* WHAT IS REQUIRED *
Write out the line that contains "of the chopped" and every line after it through the end of the entries, exactly as given and with no other lines.

* Region pointing data *
____

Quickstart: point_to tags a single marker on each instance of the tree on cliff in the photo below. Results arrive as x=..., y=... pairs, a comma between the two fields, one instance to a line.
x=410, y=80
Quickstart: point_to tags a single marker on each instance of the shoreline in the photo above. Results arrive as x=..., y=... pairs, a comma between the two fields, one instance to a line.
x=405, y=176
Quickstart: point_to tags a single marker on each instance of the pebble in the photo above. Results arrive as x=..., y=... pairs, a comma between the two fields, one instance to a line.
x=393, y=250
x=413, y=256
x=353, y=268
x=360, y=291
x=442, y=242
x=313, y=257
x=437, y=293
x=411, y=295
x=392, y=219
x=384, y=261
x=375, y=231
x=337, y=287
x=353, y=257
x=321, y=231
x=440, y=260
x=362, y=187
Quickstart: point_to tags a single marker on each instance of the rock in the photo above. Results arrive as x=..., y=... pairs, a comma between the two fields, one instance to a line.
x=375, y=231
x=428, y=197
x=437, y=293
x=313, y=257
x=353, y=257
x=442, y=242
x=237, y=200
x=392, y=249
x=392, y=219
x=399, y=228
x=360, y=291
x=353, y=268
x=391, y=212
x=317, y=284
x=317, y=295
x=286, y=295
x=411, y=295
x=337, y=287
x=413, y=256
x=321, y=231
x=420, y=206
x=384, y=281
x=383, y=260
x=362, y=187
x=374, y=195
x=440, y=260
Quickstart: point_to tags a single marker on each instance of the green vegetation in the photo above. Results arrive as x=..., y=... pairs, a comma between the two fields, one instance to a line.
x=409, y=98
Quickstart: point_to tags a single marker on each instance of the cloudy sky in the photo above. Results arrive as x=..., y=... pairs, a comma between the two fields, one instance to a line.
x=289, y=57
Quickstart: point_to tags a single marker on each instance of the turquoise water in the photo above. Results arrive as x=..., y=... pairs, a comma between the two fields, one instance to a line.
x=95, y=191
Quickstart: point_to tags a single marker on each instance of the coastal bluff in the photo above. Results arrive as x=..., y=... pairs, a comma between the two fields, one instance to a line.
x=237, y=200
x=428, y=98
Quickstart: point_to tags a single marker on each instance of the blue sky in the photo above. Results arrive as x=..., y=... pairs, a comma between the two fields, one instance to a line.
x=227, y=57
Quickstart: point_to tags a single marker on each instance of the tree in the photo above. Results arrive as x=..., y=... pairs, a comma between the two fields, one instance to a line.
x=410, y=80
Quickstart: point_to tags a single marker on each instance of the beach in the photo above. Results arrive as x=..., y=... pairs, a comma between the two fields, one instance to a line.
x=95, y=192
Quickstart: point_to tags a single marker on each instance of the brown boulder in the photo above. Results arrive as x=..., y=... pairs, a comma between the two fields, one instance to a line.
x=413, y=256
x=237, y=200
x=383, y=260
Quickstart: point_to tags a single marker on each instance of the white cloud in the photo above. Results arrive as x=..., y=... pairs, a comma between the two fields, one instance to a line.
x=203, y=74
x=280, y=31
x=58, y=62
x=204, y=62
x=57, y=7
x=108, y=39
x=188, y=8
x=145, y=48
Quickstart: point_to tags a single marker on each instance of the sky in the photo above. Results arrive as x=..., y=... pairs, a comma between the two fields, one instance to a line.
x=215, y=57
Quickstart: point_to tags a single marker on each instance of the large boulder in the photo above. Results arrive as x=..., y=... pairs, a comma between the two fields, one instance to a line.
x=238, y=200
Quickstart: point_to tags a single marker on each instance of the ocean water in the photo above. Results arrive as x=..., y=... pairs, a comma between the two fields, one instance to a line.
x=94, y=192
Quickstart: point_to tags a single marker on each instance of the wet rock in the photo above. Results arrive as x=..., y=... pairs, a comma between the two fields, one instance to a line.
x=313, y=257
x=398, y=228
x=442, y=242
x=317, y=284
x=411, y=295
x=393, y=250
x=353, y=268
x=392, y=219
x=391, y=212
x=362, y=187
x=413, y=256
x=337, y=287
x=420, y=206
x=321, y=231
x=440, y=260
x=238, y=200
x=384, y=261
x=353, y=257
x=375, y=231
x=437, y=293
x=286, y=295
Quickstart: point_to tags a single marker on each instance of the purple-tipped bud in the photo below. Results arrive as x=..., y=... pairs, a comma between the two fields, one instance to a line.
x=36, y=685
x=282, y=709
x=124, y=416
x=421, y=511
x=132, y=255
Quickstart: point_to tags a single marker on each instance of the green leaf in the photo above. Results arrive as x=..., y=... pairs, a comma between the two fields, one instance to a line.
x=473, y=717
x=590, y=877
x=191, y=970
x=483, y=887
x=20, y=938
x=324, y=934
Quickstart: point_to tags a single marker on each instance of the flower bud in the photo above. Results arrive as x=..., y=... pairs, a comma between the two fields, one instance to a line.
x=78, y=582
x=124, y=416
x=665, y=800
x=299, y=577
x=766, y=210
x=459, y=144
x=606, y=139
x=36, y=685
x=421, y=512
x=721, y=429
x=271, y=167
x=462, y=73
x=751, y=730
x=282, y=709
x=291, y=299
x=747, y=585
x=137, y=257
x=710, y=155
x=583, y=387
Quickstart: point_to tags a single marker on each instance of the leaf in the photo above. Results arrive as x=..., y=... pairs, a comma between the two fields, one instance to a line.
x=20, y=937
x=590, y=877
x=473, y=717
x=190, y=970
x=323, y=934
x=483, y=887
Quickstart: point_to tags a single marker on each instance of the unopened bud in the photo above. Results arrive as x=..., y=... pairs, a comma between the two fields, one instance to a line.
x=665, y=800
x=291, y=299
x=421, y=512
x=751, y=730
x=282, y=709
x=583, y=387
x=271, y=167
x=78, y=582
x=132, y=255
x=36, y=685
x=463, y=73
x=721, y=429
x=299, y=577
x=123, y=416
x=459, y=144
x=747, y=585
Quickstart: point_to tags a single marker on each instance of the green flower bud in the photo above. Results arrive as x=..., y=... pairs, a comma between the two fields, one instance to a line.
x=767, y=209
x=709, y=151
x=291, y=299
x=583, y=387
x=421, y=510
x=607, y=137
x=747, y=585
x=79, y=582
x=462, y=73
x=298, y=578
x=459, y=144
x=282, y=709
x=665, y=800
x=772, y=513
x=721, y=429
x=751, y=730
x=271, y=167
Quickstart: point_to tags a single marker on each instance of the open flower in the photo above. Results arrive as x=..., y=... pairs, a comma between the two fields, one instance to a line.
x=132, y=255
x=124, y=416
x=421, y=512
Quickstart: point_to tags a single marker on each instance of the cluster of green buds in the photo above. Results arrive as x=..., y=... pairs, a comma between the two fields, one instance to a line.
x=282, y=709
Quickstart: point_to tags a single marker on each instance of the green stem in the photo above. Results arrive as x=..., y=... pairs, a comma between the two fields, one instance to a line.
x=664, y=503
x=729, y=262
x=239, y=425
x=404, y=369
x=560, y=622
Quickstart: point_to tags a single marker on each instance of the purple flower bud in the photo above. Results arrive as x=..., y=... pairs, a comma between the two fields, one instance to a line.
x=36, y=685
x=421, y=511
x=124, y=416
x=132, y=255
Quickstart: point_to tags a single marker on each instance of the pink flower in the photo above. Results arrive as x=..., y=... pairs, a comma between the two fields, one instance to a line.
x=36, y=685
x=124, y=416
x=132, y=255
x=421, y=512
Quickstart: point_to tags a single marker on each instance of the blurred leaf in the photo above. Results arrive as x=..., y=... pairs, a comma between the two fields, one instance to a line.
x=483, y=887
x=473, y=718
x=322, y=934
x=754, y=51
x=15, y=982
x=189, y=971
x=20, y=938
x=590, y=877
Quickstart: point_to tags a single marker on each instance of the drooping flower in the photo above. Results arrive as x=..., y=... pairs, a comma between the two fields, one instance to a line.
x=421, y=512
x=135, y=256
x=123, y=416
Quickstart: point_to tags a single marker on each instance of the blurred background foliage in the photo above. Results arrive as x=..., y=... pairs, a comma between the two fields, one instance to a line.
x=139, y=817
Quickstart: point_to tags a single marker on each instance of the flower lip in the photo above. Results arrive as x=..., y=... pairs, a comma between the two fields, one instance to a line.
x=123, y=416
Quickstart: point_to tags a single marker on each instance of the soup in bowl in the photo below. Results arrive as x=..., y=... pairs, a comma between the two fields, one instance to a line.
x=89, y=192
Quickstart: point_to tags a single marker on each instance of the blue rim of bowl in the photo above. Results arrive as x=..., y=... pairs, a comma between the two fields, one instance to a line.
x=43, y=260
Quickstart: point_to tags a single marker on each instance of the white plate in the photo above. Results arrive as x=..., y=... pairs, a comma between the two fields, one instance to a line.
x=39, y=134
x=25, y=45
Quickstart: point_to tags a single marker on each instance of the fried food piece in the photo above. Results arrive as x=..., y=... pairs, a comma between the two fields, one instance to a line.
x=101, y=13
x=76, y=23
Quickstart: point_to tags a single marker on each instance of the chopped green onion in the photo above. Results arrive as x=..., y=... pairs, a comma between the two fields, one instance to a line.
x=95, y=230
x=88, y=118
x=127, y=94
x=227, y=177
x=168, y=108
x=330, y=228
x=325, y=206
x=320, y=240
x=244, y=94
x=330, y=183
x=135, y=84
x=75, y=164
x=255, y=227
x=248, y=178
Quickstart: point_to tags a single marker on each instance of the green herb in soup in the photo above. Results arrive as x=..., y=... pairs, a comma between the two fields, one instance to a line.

____

* EXPECTED OUTPUT *
Quickstart: point_to tags a single marker on each instance of the chopped green onion in the photo above. Results arrive as x=..., y=... pairs, a comma between the two fields, one instance to a line.
x=95, y=230
x=88, y=118
x=127, y=94
x=227, y=177
x=168, y=108
x=330, y=228
x=325, y=206
x=320, y=240
x=244, y=94
x=330, y=183
x=135, y=84
x=75, y=164
x=255, y=227
x=248, y=178
Quickstart: point_to tags a single marker on each instance of the green herb in soup in the photo above. Results arrive as x=..., y=... pairs, a comma between the two fields, one instance to a line.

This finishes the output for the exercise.